### DATA SECTION
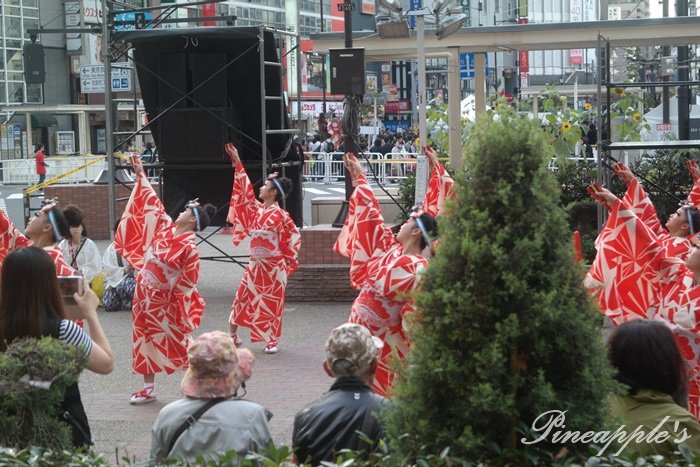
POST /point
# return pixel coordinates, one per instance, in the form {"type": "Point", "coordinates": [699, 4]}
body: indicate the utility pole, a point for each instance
{"type": "Point", "coordinates": [666, 91]}
{"type": "Point", "coordinates": [323, 63]}
{"type": "Point", "coordinates": [683, 75]}
{"type": "Point", "coordinates": [109, 111]}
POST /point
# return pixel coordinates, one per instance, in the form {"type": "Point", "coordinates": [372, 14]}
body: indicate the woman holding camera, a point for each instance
{"type": "Point", "coordinates": [167, 306]}
{"type": "Point", "coordinates": [31, 306]}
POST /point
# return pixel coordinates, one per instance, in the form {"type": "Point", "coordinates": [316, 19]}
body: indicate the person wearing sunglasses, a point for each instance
{"type": "Point", "coordinates": [167, 307]}
{"type": "Point", "coordinates": [274, 247]}
{"type": "Point", "coordinates": [385, 268]}
{"type": "Point", "coordinates": [641, 279]}
{"type": "Point", "coordinates": [45, 229]}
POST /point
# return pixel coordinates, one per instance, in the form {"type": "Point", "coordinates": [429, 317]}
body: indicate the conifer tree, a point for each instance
{"type": "Point", "coordinates": [504, 330]}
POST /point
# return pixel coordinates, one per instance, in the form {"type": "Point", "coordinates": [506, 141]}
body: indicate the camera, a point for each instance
{"type": "Point", "coordinates": [70, 285]}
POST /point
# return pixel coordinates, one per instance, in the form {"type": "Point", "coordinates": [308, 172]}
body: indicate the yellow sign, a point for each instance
{"type": "Point", "coordinates": [53, 180]}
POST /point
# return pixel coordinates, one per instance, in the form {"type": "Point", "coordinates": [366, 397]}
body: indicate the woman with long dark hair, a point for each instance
{"type": "Point", "coordinates": [31, 306]}
{"type": "Point", "coordinates": [79, 251]}
{"type": "Point", "coordinates": [647, 360]}
{"type": "Point", "coordinates": [167, 307]}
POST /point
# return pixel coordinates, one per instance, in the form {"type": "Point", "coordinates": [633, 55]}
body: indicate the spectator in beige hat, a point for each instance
{"type": "Point", "coordinates": [210, 418]}
{"type": "Point", "coordinates": [332, 422]}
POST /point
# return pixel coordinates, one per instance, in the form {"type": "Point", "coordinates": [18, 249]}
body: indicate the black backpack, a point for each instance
{"type": "Point", "coordinates": [71, 409]}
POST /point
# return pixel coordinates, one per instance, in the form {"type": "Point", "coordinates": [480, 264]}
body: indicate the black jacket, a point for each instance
{"type": "Point", "coordinates": [329, 424]}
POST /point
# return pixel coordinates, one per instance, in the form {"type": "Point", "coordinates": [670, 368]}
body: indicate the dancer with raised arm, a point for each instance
{"type": "Point", "coordinates": [665, 288]}
{"type": "Point", "coordinates": [384, 268]}
{"type": "Point", "coordinates": [274, 247]}
{"type": "Point", "coordinates": [45, 229]}
{"type": "Point", "coordinates": [440, 185]}
{"type": "Point", "coordinates": [167, 307]}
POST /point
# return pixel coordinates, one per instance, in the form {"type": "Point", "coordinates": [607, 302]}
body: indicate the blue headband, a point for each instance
{"type": "Point", "coordinates": [423, 231]}
{"type": "Point", "coordinates": [689, 218]}
{"type": "Point", "coordinates": [278, 185]}
{"type": "Point", "coordinates": [52, 220]}
{"type": "Point", "coordinates": [194, 206]}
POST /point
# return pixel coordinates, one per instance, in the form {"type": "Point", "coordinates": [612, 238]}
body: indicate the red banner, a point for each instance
{"type": "Point", "coordinates": [394, 107]}
{"type": "Point", "coordinates": [209, 10]}
{"type": "Point", "coordinates": [524, 60]}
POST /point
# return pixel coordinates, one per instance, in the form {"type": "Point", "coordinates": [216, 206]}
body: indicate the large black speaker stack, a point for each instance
{"type": "Point", "coordinates": [220, 69]}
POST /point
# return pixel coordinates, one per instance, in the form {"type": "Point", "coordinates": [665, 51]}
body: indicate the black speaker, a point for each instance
{"type": "Point", "coordinates": [172, 69]}
{"type": "Point", "coordinates": [193, 135]}
{"type": "Point", "coordinates": [205, 79]}
{"type": "Point", "coordinates": [347, 71]}
{"type": "Point", "coordinates": [225, 62]}
{"type": "Point", "coordinates": [34, 64]}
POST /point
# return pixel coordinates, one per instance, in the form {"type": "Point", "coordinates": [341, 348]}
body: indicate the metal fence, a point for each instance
{"type": "Point", "coordinates": [327, 167]}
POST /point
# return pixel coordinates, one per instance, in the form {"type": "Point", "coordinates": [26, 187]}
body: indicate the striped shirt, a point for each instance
{"type": "Point", "coordinates": [72, 334]}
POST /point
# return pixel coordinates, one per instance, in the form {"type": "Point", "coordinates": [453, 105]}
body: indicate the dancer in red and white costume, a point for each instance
{"type": "Point", "coordinates": [274, 246]}
{"type": "Point", "coordinates": [384, 268]}
{"type": "Point", "coordinates": [440, 185]}
{"type": "Point", "coordinates": [625, 286]}
{"type": "Point", "coordinates": [45, 229]}
{"type": "Point", "coordinates": [167, 307]}
{"type": "Point", "coordinates": [649, 281]}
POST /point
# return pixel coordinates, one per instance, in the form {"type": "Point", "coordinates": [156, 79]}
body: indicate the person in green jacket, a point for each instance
{"type": "Point", "coordinates": [648, 361]}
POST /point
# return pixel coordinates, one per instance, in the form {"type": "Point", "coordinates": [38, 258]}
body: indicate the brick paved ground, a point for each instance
{"type": "Point", "coordinates": [283, 383]}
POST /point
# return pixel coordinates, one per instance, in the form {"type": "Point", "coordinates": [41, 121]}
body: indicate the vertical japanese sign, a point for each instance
{"type": "Point", "coordinates": [209, 11]}
{"type": "Point", "coordinates": [291, 11]}
{"type": "Point", "coordinates": [576, 16]}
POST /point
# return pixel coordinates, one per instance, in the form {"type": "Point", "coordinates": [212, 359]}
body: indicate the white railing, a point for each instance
{"type": "Point", "coordinates": [23, 171]}
{"type": "Point", "coordinates": [323, 167]}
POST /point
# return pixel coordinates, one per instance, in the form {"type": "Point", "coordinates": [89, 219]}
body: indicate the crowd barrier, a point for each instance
{"type": "Point", "coordinates": [390, 169]}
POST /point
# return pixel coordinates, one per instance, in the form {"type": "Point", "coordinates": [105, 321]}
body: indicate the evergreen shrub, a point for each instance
{"type": "Point", "coordinates": [505, 331]}
{"type": "Point", "coordinates": [29, 413]}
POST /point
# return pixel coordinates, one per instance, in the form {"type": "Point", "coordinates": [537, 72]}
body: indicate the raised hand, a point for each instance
{"type": "Point", "coordinates": [136, 164]}
{"type": "Point", "coordinates": [600, 194]}
{"type": "Point", "coordinates": [352, 164]}
{"type": "Point", "coordinates": [232, 153]}
{"type": "Point", "coordinates": [623, 172]}
{"type": "Point", "coordinates": [431, 154]}
{"type": "Point", "coordinates": [692, 166]}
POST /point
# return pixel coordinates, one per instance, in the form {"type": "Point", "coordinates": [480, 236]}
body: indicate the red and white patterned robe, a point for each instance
{"type": "Point", "coordinates": [643, 278]}
{"type": "Point", "coordinates": [167, 306]}
{"type": "Point", "coordinates": [440, 188]}
{"type": "Point", "coordinates": [385, 276]}
{"type": "Point", "coordinates": [623, 274]}
{"type": "Point", "coordinates": [274, 247]}
{"type": "Point", "coordinates": [11, 239]}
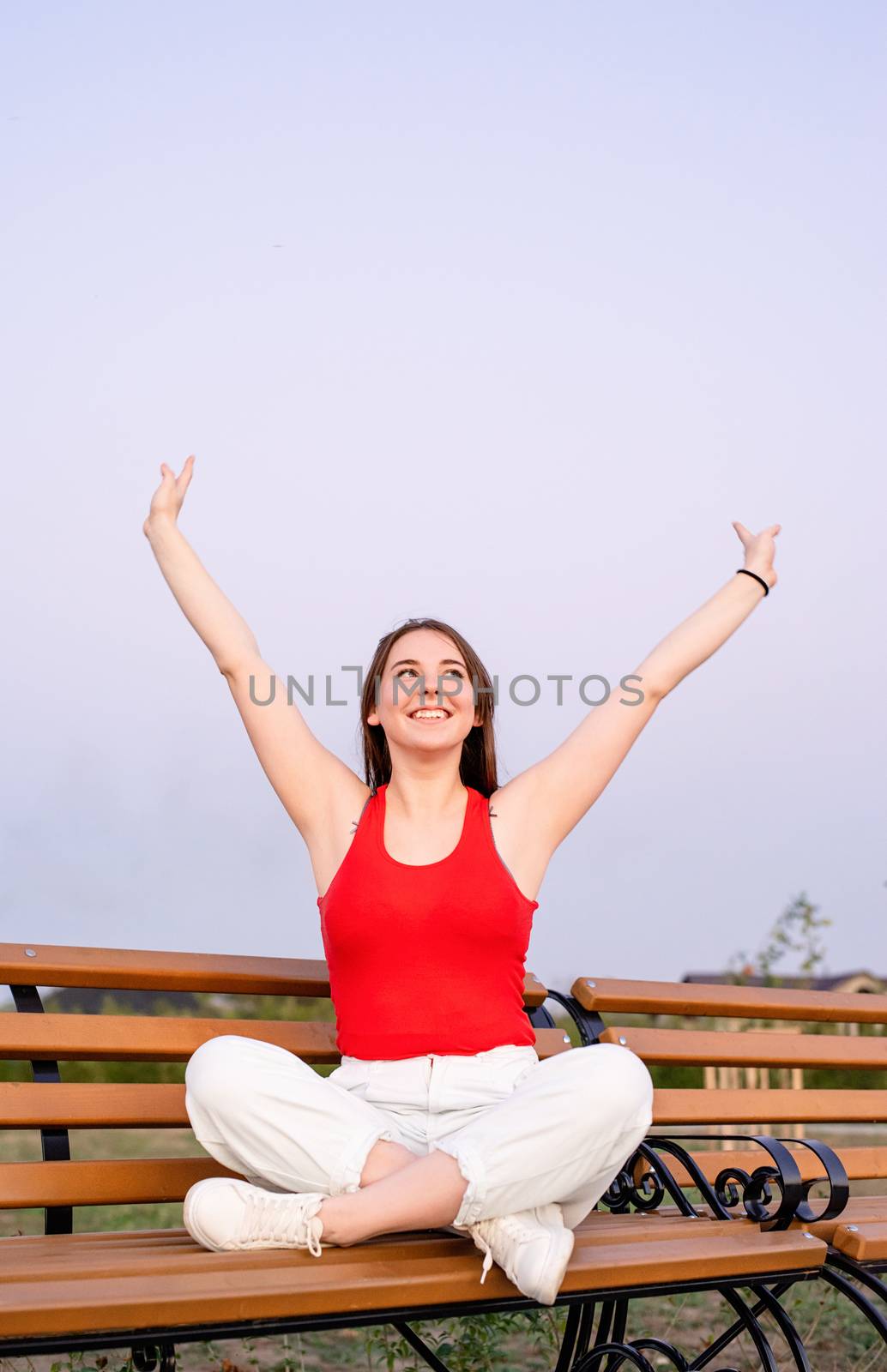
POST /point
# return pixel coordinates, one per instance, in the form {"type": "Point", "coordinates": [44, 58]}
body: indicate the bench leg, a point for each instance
######
**WORK TO COMPLETE:**
Quote in full the listing given above; the images are to be left out.

**REPLY TO THE TASK:**
POST /point
# return pixel coordinates, one per instance, in the form {"type": "Point", "coordinates": [699, 4]}
body: indicate the utility pole, a point for each instance
{"type": "Point", "coordinates": [666, 91]}
{"type": "Point", "coordinates": [323, 63]}
{"type": "Point", "coordinates": [683, 75]}
{"type": "Point", "coordinates": [109, 111]}
POST /point
# return pixel coordinates, one per instance, in the form {"type": "Point", "coordinates": [372, 14]}
body: indicate the woman holding camera, a point for each instance
{"type": "Point", "coordinates": [167, 306]}
{"type": "Point", "coordinates": [31, 306]}
POST /point
# return pixel coordinates, one per instance, in the form {"type": "Point", "coordinates": [316, 19]}
body: indicate the person wearing sunglasses, a point for each instance
{"type": "Point", "coordinates": [167, 307]}
{"type": "Point", "coordinates": [274, 247]}
{"type": "Point", "coordinates": [385, 268]}
{"type": "Point", "coordinates": [641, 279]}
{"type": "Point", "coordinates": [45, 229]}
POST /point
# return pixel coordinates, one per instance, in the form {"type": "Point", "coordinates": [429, 317]}
body: indicate the conifer tree, a point for each instance
{"type": "Point", "coordinates": [504, 330]}
POST /point
# return pixel coordinates, one per instance, in the form {"type": "Point", "coordinates": [506, 141]}
body: indicate the camera, a point for each instance
{"type": "Point", "coordinates": [70, 285]}
POST /point
# return pixel coordinates, one per instance, in the form {"type": "Point", "coordinates": [308, 172]}
body: indicate the yellow sign, a point for each instance
{"type": "Point", "coordinates": [53, 180]}
POST /point
# return pixel coordinates, one per instance, in the form {"type": "Point", "coordinates": [366, 397]}
body: indicate the woman with long dark hair, a point for each instance
{"type": "Point", "coordinates": [31, 306]}
{"type": "Point", "coordinates": [79, 251]}
{"type": "Point", "coordinates": [647, 360]}
{"type": "Point", "coordinates": [167, 307]}
POST /point
# return pixel coordinates, one per instance, in the form {"type": "Point", "coordinates": [633, 55]}
body: indicate the spectator in beige hat, a point for each instance
{"type": "Point", "coordinates": [210, 418]}
{"type": "Point", "coordinates": [332, 422]}
POST /point
# return pixel coordinates, one per instance, in the form {"type": "Point", "coordinates": [18, 249]}
body: indicate the black backpack, a point for each instance
{"type": "Point", "coordinates": [71, 409]}
POST /point
# return pixel coordinates, one per instance, in the form {"type": "Point", "coordinates": [480, 264]}
body: indicate the black jacket, a point for each instance
{"type": "Point", "coordinates": [329, 424]}
POST /point
# return pixel coordinates, one per instance, in the form {"type": "Point", "coordinates": [670, 368]}
body: indicate the dancer with raised arm, a point for each instance
{"type": "Point", "coordinates": [665, 288]}
{"type": "Point", "coordinates": [384, 268]}
{"type": "Point", "coordinates": [274, 247]}
{"type": "Point", "coordinates": [45, 229]}
{"type": "Point", "coordinates": [440, 185]}
{"type": "Point", "coordinates": [167, 307]}
POST /point
# return pixel coordinates, one per instance, in the form {"type": "Point", "coordinates": [607, 302]}
body: indicate the blue headband, a point for each instance
{"type": "Point", "coordinates": [423, 231]}
{"type": "Point", "coordinates": [689, 218]}
{"type": "Point", "coordinates": [278, 185]}
{"type": "Point", "coordinates": [52, 220]}
{"type": "Point", "coordinates": [194, 206]}
POST /point
# return pixel coordinates, one per instance, in the form {"type": "Point", "coordinates": [612, 238]}
body: indicate the red banner, a point for each instance
{"type": "Point", "coordinates": [394, 107]}
{"type": "Point", "coordinates": [209, 10]}
{"type": "Point", "coordinates": [524, 60]}
POST /point
# return pixel coordinates, one per instance, in the form {"type": "Point", "coordinates": [216, 206]}
body: indicate the large black speaker stack, a point for each instance
{"type": "Point", "coordinates": [220, 69]}
POST /point
# return pixel coordinates, one per instance, in the form {"type": "Point", "coordinates": [665, 51]}
body: indicate the black speaker, a point for each instance
{"type": "Point", "coordinates": [172, 69]}
{"type": "Point", "coordinates": [193, 135]}
{"type": "Point", "coordinates": [205, 79]}
{"type": "Point", "coordinates": [347, 71]}
{"type": "Point", "coordinates": [225, 62]}
{"type": "Point", "coordinates": [34, 64]}
POST /point
# return pixel coordinates, one per instance, in the form {"type": "Point", "coordinates": [341, 348]}
body: indicate the metal fence, a point for each instance
{"type": "Point", "coordinates": [327, 167]}
POST /point
# return pixel coordinates, one per instance, in the form {"type": "Point", "coordinates": [26, 187]}
body: indicate the striped shirt, a point for each instance
{"type": "Point", "coordinates": [72, 334]}
POST /point
# return pixel coordinates, one per instance, in the form {"type": "Point", "coordinates": [453, 105]}
body: indicate the dancer in red and white costume, a point for each instance
{"type": "Point", "coordinates": [274, 246]}
{"type": "Point", "coordinates": [384, 268]}
{"type": "Point", "coordinates": [440, 185]}
{"type": "Point", "coordinates": [625, 286]}
{"type": "Point", "coordinates": [45, 229]}
{"type": "Point", "coordinates": [167, 307]}
{"type": "Point", "coordinates": [649, 281]}
POST /point
# return pixel coordinates, one per instance, in the form {"type": "Point", "coordinates": [156, 79]}
body: indicate the person in green jacket, a point for each instance
{"type": "Point", "coordinates": [648, 361]}
POST /point
# return pixel coordinates, one per instance, in the form {"type": "Point", "coordinates": [38, 258]}
body: indicate the brick paved ground, a point for each instance
{"type": "Point", "coordinates": [283, 383]}
POST /point
# return pixel coordinates, one per instance, in the form {"type": "Point", "coordinates": [41, 121]}
body: indicate the vertical japanese sign, a point for each instance
{"type": "Point", "coordinates": [209, 11]}
{"type": "Point", "coordinates": [291, 11]}
{"type": "Point", "coordinates": [576, 16]}
POST /point
# return pixel coordinates, one per instance, in the form {"type": "Point", "coordinates": [212, 359]}
body: indicate the white railing, a point for each instance
{"type": "Point", "coordinates": [23, 171]}
{"type": "Point", "coordinates": [323, 167]}
POST /point
# return pixel coordinates, one per instance, in the form {"type": "Point", "coordinates": [89, 219]}
body: indicate the crowd barrier, a point for each instance
{"type": "Point", "coordinates": [390, 169]}
POST /point
# return pixel coordinates, one per instance, in the form {"type": "Point", "coordinates": [105, 321]}
body: indicate the evergreen shrub, a point for each instance
{"type": "Point", "coordinates": [505, 331]}
{"type": "Point", "coordinates": [29, 413]}
POST /point
# return pixel coordinates, one per instance, in the form {"type": "Point", "coordinates": [537, 72]}
body: indicate the raised hand, a point for each instance
{"type": "Point", "coordinates": [136, 164]}
{"type": "Point", "coordinates": [600, 194]}
{"type": "Point", "coordinates": [352, 164]}
{"type": "Point", "coordinates": [232, 153]}
{"type": "Point", "coordinates": [623, 172]}
{"type": "Point", "coordinates": [431, 154]}
{"type": "Point", "coordinates": [692, 166]}
POST /point
# return pixel coordinates, one per instance, in the form {"type": "Point", "coordinates": [480, 236]}
body: indicate the red and white patterned robe, a point for each instance
{"type": "Point", "coordinates": [643, 278]}
{"type": "Point", "coordinates": [167, 306]}
{"type": "Point", "coordinates": [440, 188]}
{"type": "Point", "coordinates": [385, 276]}
{"type": "Point", "coordinates": [623, 274]}
{"type": "Point", "coordinates": [274, 247]}
{"type": "Point", "coordinates": [11, 239]}
POST /point
# return pixel coordinates, one per instance, in the form {"type": "Point", "coordinates": [44, 58]}
body: indicate the bench leg, a point for each instance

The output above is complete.